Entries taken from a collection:
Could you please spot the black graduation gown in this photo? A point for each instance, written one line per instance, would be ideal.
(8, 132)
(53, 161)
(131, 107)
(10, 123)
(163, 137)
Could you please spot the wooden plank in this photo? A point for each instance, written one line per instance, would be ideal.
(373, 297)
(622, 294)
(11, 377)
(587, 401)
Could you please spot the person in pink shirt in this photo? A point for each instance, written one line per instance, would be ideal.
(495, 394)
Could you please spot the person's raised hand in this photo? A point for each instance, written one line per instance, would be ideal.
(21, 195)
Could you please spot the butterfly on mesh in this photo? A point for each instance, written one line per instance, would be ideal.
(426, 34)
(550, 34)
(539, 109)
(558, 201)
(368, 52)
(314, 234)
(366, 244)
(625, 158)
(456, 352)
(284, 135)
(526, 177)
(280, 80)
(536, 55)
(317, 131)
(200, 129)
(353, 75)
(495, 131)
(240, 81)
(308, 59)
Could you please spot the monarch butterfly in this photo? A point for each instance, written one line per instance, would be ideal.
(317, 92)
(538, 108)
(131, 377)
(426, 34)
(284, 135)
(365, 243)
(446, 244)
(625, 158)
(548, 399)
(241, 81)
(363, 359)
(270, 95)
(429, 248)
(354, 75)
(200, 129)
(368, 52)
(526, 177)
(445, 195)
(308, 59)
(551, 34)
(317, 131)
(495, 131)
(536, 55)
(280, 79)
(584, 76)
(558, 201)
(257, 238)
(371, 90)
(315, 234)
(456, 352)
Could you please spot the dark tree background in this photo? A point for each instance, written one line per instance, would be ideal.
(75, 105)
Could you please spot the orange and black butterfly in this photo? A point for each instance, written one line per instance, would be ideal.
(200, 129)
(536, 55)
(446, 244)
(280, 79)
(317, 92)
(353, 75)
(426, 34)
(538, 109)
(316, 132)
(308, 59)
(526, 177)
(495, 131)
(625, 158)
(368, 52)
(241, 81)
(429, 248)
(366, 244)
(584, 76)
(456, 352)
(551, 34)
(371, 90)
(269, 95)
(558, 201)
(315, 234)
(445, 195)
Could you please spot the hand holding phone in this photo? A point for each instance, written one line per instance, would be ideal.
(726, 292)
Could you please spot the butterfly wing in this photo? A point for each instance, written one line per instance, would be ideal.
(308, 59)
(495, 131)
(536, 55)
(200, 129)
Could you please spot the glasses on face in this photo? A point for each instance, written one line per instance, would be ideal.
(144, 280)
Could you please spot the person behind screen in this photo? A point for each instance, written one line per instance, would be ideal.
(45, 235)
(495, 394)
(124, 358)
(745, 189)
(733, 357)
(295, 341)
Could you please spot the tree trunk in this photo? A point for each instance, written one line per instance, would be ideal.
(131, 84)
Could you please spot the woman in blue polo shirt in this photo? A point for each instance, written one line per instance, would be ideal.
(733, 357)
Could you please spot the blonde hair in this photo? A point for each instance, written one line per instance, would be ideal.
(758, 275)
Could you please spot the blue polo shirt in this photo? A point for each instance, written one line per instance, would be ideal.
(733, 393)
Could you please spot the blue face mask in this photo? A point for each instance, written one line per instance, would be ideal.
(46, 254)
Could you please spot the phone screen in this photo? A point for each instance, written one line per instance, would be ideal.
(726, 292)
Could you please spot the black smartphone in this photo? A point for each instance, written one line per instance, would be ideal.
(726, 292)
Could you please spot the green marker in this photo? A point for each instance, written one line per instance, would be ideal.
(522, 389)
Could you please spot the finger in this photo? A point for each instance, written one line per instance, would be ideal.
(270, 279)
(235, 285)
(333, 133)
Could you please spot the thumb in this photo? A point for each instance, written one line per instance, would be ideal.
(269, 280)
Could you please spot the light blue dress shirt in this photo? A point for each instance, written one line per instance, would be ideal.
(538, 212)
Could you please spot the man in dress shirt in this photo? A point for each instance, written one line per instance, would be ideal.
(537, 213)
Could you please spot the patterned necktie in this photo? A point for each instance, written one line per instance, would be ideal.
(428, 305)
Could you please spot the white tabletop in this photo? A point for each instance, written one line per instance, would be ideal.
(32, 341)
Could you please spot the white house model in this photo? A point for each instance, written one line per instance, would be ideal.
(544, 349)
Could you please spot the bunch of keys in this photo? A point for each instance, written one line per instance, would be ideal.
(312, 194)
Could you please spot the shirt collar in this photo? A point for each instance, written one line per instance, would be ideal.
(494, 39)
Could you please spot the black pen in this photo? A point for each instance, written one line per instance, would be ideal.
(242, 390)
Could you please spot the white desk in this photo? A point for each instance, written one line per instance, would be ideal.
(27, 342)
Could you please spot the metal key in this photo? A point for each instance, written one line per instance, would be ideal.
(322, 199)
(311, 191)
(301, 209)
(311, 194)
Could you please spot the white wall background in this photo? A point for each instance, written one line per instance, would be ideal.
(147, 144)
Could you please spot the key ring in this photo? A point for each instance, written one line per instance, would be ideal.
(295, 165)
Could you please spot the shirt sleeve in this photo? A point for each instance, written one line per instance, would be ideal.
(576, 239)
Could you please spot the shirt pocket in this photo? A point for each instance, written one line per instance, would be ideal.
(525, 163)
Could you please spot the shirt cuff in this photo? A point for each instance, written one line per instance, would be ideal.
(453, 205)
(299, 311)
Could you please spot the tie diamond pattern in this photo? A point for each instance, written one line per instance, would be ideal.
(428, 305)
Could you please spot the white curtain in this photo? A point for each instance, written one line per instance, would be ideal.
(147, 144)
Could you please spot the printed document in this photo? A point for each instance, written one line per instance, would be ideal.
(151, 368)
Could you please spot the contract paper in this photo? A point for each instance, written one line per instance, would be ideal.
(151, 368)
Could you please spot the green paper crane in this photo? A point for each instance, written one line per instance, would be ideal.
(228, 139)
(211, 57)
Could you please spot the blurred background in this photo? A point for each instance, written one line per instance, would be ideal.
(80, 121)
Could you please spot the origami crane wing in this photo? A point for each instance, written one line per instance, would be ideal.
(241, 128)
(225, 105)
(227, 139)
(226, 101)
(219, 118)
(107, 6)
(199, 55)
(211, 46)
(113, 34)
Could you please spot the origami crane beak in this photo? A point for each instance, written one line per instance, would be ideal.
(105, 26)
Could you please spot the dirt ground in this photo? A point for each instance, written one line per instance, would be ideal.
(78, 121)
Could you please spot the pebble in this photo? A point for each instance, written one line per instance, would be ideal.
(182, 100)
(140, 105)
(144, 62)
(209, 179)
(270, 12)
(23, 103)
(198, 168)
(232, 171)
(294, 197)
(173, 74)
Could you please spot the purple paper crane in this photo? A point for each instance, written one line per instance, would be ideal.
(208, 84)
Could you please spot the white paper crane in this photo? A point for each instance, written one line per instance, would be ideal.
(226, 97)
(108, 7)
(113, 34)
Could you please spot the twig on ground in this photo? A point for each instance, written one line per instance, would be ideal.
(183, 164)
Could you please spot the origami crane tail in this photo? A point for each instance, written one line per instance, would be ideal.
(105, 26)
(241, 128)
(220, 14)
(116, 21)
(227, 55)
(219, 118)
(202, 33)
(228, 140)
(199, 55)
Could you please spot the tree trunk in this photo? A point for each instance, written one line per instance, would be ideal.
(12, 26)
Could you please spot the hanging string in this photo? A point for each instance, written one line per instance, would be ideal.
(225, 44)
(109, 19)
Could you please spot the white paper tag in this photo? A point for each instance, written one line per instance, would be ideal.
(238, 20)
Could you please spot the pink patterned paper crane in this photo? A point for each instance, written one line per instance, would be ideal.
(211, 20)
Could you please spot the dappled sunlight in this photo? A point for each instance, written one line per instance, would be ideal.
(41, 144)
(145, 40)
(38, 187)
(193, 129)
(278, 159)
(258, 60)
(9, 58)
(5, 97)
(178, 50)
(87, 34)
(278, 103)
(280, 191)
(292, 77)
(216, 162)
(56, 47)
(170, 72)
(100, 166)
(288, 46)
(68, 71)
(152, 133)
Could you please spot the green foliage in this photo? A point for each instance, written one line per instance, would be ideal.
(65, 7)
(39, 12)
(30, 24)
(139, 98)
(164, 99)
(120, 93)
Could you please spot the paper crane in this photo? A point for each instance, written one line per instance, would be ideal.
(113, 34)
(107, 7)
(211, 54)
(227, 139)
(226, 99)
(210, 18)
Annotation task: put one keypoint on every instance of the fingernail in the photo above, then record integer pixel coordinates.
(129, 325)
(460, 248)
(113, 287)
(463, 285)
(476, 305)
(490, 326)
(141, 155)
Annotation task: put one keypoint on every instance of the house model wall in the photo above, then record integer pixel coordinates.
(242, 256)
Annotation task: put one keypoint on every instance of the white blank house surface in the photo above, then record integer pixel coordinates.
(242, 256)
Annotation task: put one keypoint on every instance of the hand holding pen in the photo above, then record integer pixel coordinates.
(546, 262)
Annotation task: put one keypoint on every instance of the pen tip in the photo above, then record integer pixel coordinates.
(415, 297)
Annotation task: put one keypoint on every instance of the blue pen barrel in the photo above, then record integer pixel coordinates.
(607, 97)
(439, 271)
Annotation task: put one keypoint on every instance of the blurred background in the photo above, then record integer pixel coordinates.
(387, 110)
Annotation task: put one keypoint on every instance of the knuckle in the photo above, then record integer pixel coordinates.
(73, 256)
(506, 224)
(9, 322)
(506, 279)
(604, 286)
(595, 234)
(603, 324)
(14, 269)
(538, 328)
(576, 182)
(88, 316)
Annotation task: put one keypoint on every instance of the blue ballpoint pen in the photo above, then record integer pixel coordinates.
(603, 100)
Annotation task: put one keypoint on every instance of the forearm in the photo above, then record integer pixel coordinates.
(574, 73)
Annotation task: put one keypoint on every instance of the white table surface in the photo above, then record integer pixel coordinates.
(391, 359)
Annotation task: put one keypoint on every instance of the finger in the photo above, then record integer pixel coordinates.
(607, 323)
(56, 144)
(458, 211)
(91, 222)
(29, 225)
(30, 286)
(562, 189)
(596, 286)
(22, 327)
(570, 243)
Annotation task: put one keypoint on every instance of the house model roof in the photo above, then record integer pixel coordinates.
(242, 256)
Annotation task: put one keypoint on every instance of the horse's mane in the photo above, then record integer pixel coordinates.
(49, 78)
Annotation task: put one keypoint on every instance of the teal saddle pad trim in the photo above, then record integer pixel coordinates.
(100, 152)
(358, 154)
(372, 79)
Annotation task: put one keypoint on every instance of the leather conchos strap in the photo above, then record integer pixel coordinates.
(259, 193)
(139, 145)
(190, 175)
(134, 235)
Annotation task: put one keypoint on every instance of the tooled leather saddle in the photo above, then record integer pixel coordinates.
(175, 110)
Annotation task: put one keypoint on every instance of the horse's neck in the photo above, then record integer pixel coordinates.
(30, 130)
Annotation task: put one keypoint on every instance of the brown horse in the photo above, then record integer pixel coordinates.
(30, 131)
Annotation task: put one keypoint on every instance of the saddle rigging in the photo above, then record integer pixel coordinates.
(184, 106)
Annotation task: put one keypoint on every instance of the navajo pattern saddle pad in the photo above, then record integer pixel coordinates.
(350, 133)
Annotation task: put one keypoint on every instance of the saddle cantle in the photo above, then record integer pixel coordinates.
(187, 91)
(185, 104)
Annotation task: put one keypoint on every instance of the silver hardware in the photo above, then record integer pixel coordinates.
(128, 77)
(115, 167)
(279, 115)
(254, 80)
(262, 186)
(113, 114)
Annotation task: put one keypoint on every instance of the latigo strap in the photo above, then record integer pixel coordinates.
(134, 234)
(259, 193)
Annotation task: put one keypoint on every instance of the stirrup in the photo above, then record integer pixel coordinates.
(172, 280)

• [TASK DESCRIPTION] Where the line containing "of the silver" appears in the data above, begin there and reproduce every line to the end exactly; include nothing else.

• [RESULT OF THE EXERCISE]
Annotation task: put one keypoint on every instance of the silver hardware in the photo above, then record integer pixel coordinates.
(128, 77)
(115, 167)
(279, 115)
(254, 80)
(262, 186)
(113, 114)
Annotation task: put one keypoint on every instance of the latigo strap in the photo above, then record integer pixel coordinates.
(134, 234)
(259, 193)
Annotation task: put one keypoint on every instance of the stirrup in the photo above, then record integer pixel coordinates.
(172, 280)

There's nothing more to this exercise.